> _What the task asks_
Please identify each line in the data below that contains the word "four" and copy those lines. Only matches with the same capitalization count.

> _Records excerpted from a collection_
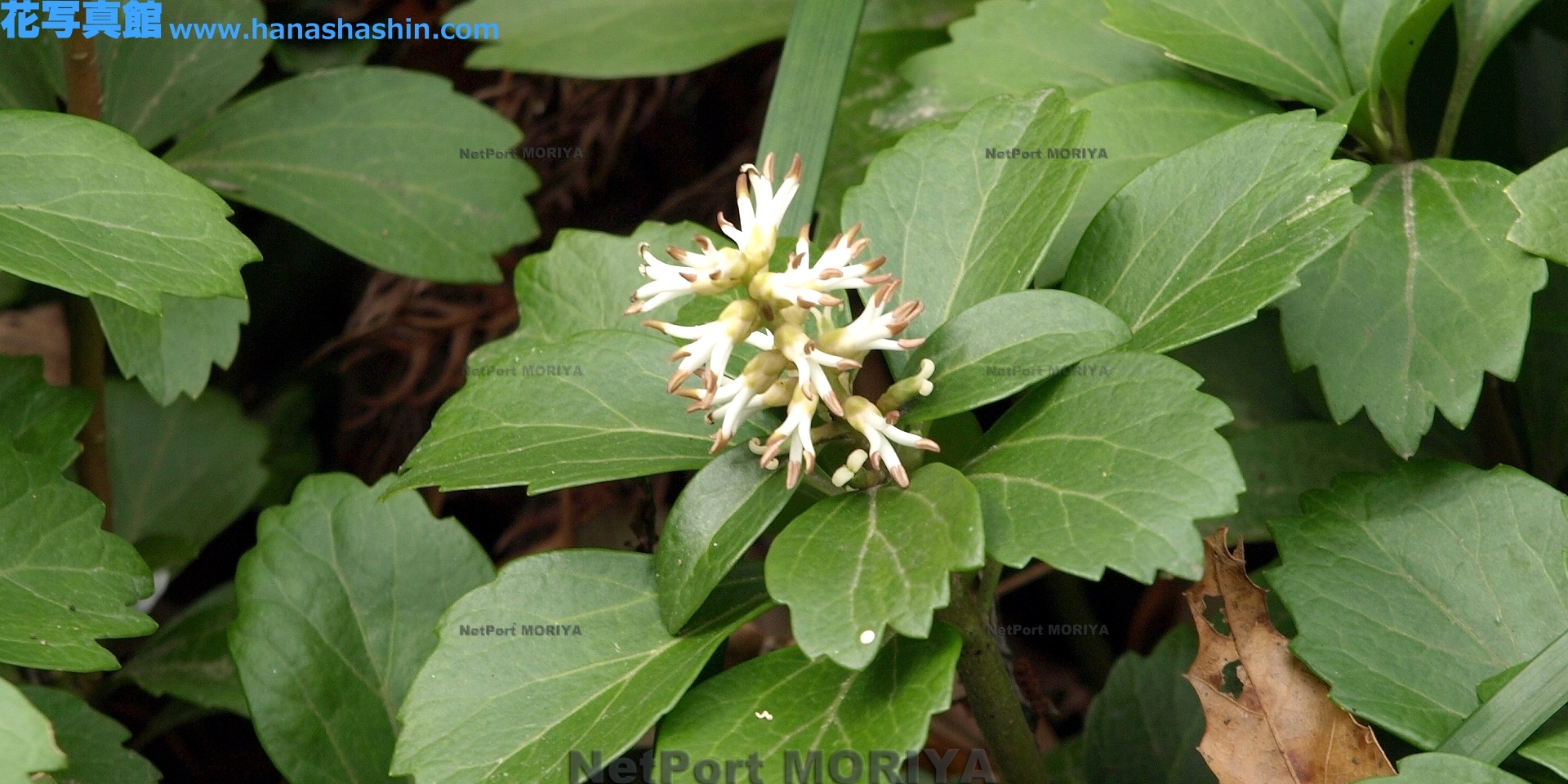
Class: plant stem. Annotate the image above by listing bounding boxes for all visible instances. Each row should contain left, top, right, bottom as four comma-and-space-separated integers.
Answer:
1432, 55, 1481, 158
66, 296, 114, 532
938, 559, 1050, 784
65, 29, 114, 530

> _The completed task_
Class: plant stem. Annotate the image above by listing bounding boxes for all visible instances. Each row should contain left, top, right, bottom as four comma-and-space-separated integers.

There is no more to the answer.